Sticky Faith is both internal and external.  Sticky Faith is part of a student’s internal thoughts and emotions and is also externalized in choices and actions that reflect their faith commitment.

Sticky Faith is also both personal and communal.  God has designed us to grow in our individual relationships with him as well as through our relationships with others.

Parents’ Central Role in Sticky Faith

Research shows a relationship between parental support and Sticky Faith. More than even your support, it’s who you are that shapes your kid.

The most important social influence shaping young people’s religious lives is the religious life modeled and taught to them by their parents.  As Christian Smith summarized, “When it comes to kids’ faith, parents get what they are.”

The authors’ top suggestion is this:  trust the Lord with your kids and continue to ask—maybe at times beg—the Lord to build in them a Sticky Faith.

The Sticky Gospel

One high school student perceived that his job as a believer was to live up to the challenges and expectations of his parents, church, and Christian friends.  He equated faith with spiritual disciplines, “good works,” and living as an example of Christianity that would please God.

=== Extracted information ===
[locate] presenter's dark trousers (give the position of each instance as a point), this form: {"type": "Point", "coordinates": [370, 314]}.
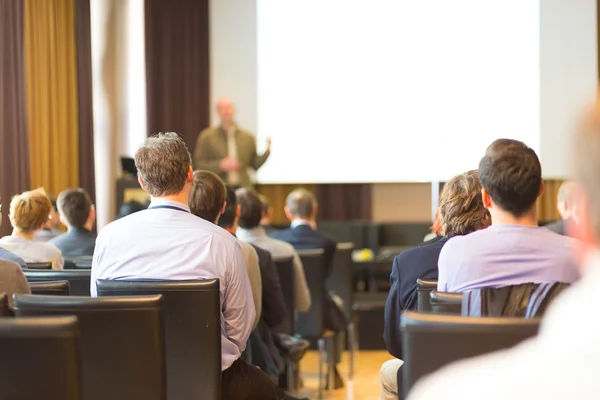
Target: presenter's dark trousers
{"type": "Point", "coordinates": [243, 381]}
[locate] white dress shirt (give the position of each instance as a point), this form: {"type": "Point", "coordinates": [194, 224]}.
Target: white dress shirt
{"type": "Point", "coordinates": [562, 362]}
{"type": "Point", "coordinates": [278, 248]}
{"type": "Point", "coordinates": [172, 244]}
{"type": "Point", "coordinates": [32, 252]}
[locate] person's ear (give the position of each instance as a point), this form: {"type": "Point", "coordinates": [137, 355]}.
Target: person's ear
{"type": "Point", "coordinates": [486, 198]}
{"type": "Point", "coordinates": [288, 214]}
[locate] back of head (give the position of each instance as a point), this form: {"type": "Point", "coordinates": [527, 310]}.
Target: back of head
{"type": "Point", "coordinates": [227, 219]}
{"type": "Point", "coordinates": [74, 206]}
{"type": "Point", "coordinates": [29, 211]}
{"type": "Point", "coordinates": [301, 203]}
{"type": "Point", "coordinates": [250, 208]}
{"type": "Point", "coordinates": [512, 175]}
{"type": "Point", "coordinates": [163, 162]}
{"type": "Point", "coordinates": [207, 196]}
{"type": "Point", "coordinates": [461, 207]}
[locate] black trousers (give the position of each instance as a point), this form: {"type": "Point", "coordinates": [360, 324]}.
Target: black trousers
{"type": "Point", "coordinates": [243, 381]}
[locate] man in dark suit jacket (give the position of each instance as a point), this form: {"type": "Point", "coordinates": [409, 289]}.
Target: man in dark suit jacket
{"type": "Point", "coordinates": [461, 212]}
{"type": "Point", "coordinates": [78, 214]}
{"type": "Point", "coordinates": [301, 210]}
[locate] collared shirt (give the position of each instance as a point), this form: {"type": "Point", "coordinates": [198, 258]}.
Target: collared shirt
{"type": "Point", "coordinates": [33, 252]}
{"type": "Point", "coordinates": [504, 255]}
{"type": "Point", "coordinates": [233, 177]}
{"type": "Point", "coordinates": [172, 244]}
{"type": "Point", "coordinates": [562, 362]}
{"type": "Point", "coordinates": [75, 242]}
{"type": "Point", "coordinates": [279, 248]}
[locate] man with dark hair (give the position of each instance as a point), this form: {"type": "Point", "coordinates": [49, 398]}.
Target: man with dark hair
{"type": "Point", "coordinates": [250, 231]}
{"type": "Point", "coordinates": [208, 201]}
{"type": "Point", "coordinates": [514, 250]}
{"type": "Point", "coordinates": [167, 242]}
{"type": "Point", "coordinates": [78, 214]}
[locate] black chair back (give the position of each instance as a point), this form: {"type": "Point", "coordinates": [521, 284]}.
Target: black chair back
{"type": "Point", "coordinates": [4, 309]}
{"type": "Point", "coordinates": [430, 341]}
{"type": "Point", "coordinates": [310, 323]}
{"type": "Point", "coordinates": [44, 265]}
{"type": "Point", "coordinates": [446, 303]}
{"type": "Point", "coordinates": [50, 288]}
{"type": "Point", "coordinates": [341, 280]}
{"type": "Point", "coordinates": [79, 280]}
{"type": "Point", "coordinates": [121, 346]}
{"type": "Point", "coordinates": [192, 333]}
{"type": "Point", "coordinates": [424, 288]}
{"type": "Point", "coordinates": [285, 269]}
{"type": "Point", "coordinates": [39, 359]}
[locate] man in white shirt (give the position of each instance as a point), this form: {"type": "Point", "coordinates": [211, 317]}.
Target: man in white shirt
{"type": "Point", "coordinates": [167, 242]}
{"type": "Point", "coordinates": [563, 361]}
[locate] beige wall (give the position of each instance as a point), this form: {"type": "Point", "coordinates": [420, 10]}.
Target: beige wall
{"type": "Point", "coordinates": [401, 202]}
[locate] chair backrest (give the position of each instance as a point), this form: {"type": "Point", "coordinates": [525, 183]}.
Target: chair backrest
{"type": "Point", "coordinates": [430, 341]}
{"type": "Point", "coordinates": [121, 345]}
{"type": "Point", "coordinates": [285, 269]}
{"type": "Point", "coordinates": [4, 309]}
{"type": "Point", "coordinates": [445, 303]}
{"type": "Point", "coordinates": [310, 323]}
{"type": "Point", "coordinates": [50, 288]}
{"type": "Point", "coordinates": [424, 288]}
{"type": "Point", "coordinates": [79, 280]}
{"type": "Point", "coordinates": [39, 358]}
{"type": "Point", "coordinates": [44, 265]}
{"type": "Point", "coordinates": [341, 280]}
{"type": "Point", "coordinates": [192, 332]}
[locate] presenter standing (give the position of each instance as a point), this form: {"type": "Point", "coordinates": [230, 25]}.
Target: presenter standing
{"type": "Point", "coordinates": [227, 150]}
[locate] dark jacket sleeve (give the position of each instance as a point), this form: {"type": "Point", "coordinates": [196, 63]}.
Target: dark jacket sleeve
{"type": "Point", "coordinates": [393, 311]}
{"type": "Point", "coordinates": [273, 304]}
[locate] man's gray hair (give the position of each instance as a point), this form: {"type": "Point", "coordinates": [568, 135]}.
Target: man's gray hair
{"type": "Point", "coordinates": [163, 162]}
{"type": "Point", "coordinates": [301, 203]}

---

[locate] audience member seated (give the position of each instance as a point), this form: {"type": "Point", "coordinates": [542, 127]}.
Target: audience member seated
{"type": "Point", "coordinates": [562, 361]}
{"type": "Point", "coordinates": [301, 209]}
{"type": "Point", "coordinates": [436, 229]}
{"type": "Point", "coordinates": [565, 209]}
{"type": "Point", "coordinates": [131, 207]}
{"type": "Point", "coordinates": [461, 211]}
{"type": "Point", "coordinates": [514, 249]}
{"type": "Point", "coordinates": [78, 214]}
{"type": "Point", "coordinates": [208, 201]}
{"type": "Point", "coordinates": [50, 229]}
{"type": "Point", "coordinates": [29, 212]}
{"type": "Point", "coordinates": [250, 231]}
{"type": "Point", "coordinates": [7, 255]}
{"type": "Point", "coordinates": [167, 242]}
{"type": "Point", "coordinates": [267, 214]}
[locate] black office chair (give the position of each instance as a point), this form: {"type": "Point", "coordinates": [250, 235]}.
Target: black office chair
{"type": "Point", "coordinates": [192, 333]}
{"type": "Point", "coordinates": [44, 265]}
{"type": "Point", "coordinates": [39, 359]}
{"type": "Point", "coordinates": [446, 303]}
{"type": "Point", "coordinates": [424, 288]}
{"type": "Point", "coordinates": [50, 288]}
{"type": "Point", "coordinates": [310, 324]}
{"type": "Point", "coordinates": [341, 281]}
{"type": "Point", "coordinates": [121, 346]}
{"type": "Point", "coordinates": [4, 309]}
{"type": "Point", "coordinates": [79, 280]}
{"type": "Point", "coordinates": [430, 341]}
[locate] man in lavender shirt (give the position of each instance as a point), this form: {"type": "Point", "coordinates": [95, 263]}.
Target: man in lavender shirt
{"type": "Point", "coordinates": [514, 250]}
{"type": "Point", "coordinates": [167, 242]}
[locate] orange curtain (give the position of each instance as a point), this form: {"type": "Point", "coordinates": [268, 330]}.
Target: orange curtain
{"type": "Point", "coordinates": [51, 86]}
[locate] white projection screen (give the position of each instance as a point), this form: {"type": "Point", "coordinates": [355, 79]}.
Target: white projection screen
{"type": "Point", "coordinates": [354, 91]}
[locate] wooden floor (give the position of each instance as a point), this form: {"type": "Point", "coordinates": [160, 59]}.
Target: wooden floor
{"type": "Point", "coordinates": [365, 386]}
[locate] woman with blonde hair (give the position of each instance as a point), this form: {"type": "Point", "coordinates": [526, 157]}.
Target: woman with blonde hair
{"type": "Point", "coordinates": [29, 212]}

=== Instruction ===
Copy down the stretch of the Sticky Faith text from "Parents’ Central Role" through "a Sticky Faith.". Work from the text alone.

=== Complete response ===
Parents’ Central Role in Sticky Faith

Research shows a relationship between parental support and Sticky Faith. More than even your support, it’s who you are that shapes your kid.

The most important social influence shaping young people’s religious lives is the religious life modeled and taught to them by their parents.  As Christian Smith summarized, “When it comes to kids’ faith, parents get what they are.”

The authors’ top suggestion is this:  trust the Lord with your kids and continue to ask—maybe at times beg—the Lord to build in them a Sticky Faith.